━━ SELECTED TEXT ━━
Observation data (J2000 epoch)
- Constellation: Sextans
- Right ascension: 10^{h} 00^{m} 27.9^{s}
- Declination: +02° 12′ 03.5″
- Redshift: 1.14
- Distance: ~ 8.3 Bly

Characteristics
- Type: Ring galaxies; Pair of galaxies; Interacting galaxies; Active galactic nuclei; ;

Other designations
- ∞ Galaxy;

= Infinity Galaxy =

Pair of colliding ring galaxies

The Infinity Galaxy (∞ Galaxy), also known as the Cosmic Owl, is an interacting galaxy pair approximately 8 billion light-years away observed by the James Webb Space Telescope (JWST) as part of the COSMOS-Web Survey. The galaxy is named due to its distinctive shape, which resembles the infinity symbol (∞). The 2025 discovery is credited to astronomers Pieter van Dokkum of Yale University and Gabriel Brammer of the University of Copenhagen. The galaxy is likely one of the first observed examples of the direct collapse mechanism of black-hole formation.
━━━
━━ INFORMATION SHOWN ━━
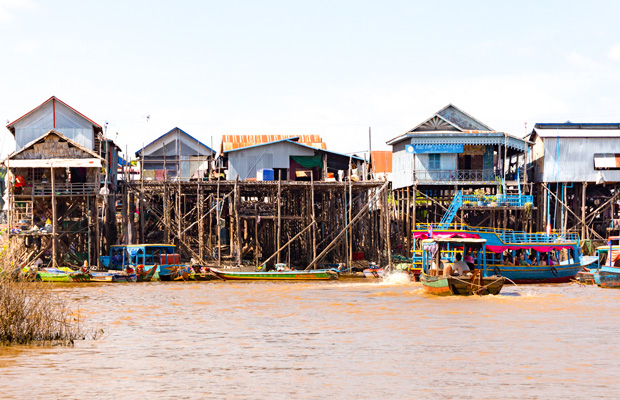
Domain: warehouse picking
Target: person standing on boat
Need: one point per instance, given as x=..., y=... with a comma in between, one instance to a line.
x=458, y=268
━━━
━━ INFORMATION SHOWN ━━
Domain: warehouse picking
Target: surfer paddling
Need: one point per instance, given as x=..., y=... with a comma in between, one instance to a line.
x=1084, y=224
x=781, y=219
━━━
TASK TO COMPLETE: Return the stretch of the Infinity Galaxy text from "The Infinity Galaxy" through "of black-hole formation.", copied word for word. Work from the Infinity Galaxy text alone and set the rows aside.

RESPONSE TO THE EXERCISE:
The Infinity Galaxy (∞ Galaxy), also known as the Cosmic Owl, is an interacting galaxy pair approximately 8 billion light-years away observed by the James Webb Space Telescope (JWST) as part of the COSMOS-Web Survey. The galaxy is named due to its distinctive shape, which resembles the infinity symbol (∞). The 2025 discovery is credited to astronomers Pieter van Dokkum of Yale University and Gabriel Brammer of the University of Copenhagen. The galaxy is likely one of the first observed examples of the direct collapse mechanism of black-hole formation.